§ Given exercise
Reproduce only the lines from the line containing "the white cloud" to the end of the entries below, including both of those lines.

[START OF Rows]

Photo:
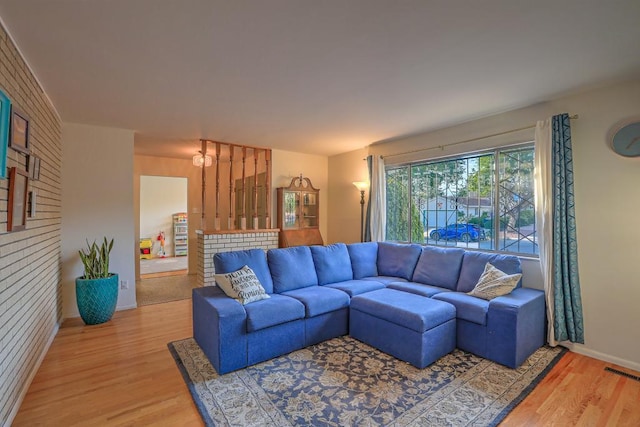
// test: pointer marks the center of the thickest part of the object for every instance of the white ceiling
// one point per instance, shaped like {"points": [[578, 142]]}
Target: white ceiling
{"points": [[317, 76]]}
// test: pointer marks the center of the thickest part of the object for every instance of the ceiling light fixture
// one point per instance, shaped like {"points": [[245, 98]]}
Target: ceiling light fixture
{"points": [[200, 160]]}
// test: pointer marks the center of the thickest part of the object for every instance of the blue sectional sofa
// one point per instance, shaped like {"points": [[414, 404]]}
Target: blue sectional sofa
{"points": [[311, 288]]}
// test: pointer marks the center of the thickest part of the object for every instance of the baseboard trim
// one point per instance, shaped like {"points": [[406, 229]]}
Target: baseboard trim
{"points": [[580, 349], [32, 375]]}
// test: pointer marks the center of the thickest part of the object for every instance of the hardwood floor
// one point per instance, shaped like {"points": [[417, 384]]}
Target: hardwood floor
{"points": [[121, 373]]}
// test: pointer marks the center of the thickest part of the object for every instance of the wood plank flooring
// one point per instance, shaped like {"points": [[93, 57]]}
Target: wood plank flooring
{"points": [[121, 374]]}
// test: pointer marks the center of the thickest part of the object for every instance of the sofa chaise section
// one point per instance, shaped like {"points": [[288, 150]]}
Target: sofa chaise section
{"points": [[506, 329]]}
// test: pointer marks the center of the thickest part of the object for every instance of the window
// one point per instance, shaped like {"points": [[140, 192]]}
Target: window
{"points": [[454, 202]]}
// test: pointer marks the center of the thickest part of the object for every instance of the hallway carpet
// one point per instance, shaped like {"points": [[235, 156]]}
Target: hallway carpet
{"points": [[165, 289]]}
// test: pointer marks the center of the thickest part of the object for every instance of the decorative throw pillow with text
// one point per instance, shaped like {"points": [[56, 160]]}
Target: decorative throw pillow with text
{"points": [[241, 285], [494, 283]]}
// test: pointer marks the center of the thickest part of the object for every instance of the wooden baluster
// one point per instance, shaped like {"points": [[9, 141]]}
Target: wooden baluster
{"points": [[267, 184], [217, 220], [255, 188], [230, 224], [243, 221]]}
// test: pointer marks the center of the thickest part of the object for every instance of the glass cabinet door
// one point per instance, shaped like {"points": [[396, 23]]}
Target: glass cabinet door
{"points": [[291, 203], [309, 209]]}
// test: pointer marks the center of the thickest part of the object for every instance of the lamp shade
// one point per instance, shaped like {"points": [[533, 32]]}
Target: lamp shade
{"points": [[361, 185], [200, 160]]}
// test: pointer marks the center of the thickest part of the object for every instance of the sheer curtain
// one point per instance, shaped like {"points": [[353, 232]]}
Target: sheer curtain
{"points": [[555, 217], [376, 209]]}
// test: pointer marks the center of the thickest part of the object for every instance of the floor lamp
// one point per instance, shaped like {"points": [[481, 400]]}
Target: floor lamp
{"points": [[362, 187]]}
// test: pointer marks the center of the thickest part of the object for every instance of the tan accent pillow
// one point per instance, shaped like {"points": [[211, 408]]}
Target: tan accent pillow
{"points": [[241, 285], [494, 283]]}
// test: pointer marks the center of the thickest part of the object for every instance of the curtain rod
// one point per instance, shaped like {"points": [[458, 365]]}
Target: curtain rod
{"points": [[442, 147]]}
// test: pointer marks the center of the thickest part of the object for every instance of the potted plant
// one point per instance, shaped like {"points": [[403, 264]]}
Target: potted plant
{"points": [[97, 289]]}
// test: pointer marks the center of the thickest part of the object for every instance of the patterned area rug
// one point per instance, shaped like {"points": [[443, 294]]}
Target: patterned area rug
{"points": [[343, 382]]}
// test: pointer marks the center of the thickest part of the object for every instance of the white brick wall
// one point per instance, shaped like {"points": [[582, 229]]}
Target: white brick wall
{"points": [[30, 292], [211, 243]]}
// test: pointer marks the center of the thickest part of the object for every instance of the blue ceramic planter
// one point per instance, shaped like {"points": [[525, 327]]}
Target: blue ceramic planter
{"points": [[97, 298]]}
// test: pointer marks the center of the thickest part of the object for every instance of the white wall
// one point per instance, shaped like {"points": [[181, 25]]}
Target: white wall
{"points": [[287, 165], [160, 198], [344, 205], [97, 201], [608, 238]]}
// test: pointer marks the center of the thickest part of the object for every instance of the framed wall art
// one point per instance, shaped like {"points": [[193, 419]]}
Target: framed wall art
{"points": [[5, 124], [18, 186], [19, 132], [31, 204], [33, 167]]}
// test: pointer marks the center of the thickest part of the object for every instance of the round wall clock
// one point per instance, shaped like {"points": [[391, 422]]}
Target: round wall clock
{"points": [[626, 141]]}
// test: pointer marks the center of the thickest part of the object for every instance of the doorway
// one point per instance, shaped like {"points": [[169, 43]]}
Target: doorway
{"points": [[164, 239]]}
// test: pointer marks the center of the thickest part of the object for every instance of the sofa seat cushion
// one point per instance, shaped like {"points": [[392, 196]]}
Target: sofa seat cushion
{"points": [[439, 267], [397, 259], [332, 263], [401, 308], [291, 268], [356, 287], [364, 258], [319, 299], [385, 280], [416, 288], [273, 311], [255, 259], [468, 308]]}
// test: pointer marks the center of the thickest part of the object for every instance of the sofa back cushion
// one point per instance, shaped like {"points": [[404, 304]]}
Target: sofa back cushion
{"points": [[397, 259], [255, 259], [439, 267], [332, 263], [364, 259], [473, 264], [291, 268]]}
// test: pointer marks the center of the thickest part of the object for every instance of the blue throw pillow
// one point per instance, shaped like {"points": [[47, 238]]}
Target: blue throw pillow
{"points": [[291, 268], [332, 263], [364, 259], [439, 267], [397, 259]]}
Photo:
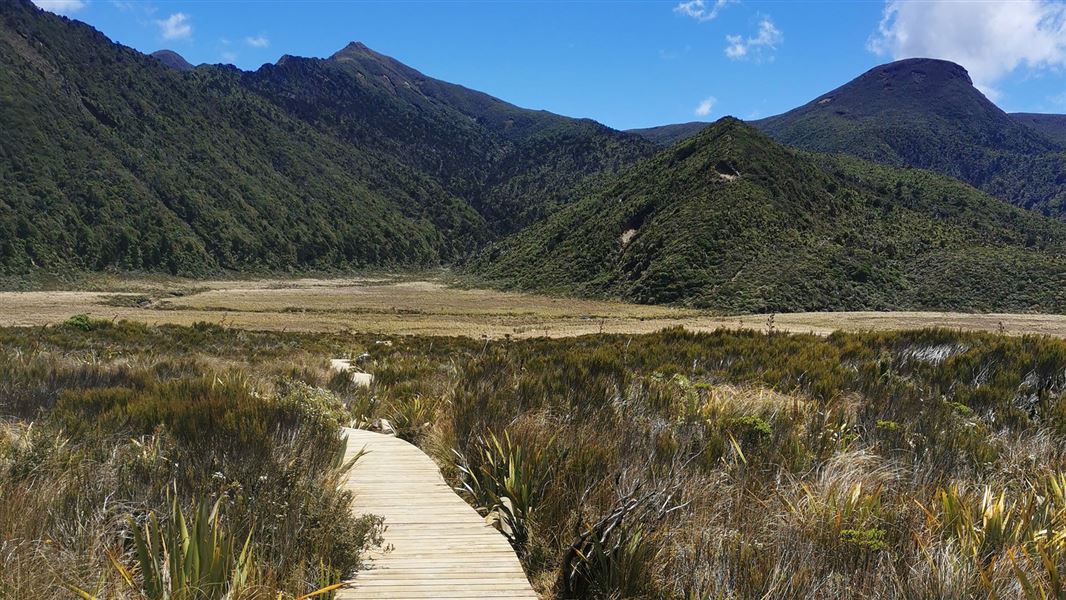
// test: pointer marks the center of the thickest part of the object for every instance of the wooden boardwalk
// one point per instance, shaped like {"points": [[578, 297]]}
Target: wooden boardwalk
{"points": [[436, 546]]}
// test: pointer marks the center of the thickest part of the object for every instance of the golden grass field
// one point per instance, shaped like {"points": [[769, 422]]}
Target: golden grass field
{"points": [[431, 306]]}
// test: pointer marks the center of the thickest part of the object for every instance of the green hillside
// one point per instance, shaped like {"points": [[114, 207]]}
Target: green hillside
{"points": [[926, 113], [730, 220], [111, 159], [513, 164], [1051, 126]]}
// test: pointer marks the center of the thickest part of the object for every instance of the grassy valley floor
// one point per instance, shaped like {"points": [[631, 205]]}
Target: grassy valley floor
{"points": [[731, 464], [427, 305]]}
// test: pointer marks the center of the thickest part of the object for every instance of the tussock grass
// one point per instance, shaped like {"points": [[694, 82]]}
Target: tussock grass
{"points": [[732, 464]]}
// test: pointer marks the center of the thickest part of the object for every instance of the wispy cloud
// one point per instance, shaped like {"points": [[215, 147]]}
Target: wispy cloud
{"points": [[61, 6], [701, 10], [989, 38], [758, 47], [257, 41], [175, 27], [706, 106]]}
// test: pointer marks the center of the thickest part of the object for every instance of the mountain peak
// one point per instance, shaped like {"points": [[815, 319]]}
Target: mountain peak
{"points": [[173, 60], [921, 69], [353, 48]]}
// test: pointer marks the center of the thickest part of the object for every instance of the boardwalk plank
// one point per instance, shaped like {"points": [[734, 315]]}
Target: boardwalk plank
{"points": [[436, 546]]}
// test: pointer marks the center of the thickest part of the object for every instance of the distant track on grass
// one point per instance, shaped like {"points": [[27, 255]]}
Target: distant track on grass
{"points": [[436, 545]]}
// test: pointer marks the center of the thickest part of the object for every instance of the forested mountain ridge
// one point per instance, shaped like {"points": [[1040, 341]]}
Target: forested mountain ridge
{"points": [[1051, 126], [926, 113], [732, 221], [111, 159], [513, 164]]}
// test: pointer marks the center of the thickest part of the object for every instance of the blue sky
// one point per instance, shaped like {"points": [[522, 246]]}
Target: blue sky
{"points": [[626, 64]]}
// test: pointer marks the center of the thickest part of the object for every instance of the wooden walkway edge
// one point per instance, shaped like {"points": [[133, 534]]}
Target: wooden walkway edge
{"points": [[436, 545]]}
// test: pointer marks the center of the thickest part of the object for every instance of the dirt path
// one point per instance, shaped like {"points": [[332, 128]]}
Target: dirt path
{"points": [[436, 545]]}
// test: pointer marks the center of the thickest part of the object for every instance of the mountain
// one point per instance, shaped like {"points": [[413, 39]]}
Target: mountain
{"points": [[669, 134], [513, 164], [926, 113], [732, 221], [173, 60], [1051, 126], [111, 159]]}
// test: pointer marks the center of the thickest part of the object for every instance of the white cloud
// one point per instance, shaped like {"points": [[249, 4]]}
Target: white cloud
{"points": [[61, 6], [764, 42], [989, 39], [699, 10], [705, 107], [175, 27]]}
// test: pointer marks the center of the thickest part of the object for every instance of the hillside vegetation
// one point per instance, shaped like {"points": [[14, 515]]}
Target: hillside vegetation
{"points": [[732, 221], [1051, 126], [112, 160], [674, 466], [926, 113]]}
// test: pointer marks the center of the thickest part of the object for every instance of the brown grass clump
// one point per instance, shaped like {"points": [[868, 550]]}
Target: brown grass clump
{"points": [[732, 464]]}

[END OF Rows]

§ Output for this exercise
// test: pointer marks the center of the thickest part of the object for every instance of the white cloud
// one point per instance, shaped like {"points": [[249, 4]]}
Target: white cloud
{"points": [[61, 6], [764, 42], [989, 39], [699, 10], [705, 107], [175, 27]]}
// test: pointer marks the center of the thickest part of the object for every instance of the hillside vegetation
// one point per instance, shaped like {"points": [[14, 515]]}
Target: hillside vegetation
{"points": [[732, 221], [1051, 126], [112, 160], [674, 466], [926, 113]]}
// test: pointer marks the center of the thickest part of the object for every instance of the brown grass clump
// one point per instance, shaped like {"points": [[868, 550]]}
Target: brown grass clump
{"points": [[732, 464]]}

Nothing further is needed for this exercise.